Rewrite each of the records, changing "one point per instance" to "one point for each instance" and keeping everything else the same.

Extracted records
-=-=-=-=-

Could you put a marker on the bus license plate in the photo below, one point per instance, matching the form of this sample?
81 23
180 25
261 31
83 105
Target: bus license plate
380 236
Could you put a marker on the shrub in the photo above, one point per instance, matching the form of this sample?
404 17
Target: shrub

-=-=-=-=-

RESPONSE -
Could you put a marker on the bus license plate in the photo below, one point for each instance, matching the form of this sample?
81 23
180 25
261 31
83 105
Target: bus license plate
380 236
Could you put a marker on the shrub in the photo above, one point for each instance, matching the form of this sample?
404 17
Target: shrub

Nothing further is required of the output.